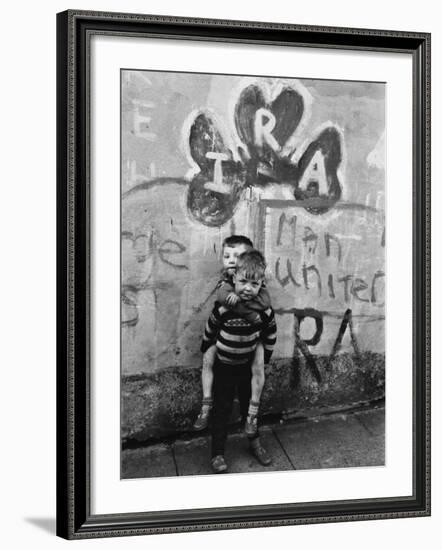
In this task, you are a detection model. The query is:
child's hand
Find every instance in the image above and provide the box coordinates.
[226,292,239,307]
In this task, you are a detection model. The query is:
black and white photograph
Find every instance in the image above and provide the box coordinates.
[120,72,391,479]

**Task objective**
Rewrite the data with each "detection model" switched to "grounding model" and every other word unchanged. Omit the pictures.

**Task result**
In this task, you are a grounding model. The query is:
child's hand
Find every instance in the image above and provide the box coordinates.
[226,292,239,307]
In this task, you are a grounding model. The query is:
black and white photograph
Find every instance in the image above and provide the box coordinates.
[120,72,391,479]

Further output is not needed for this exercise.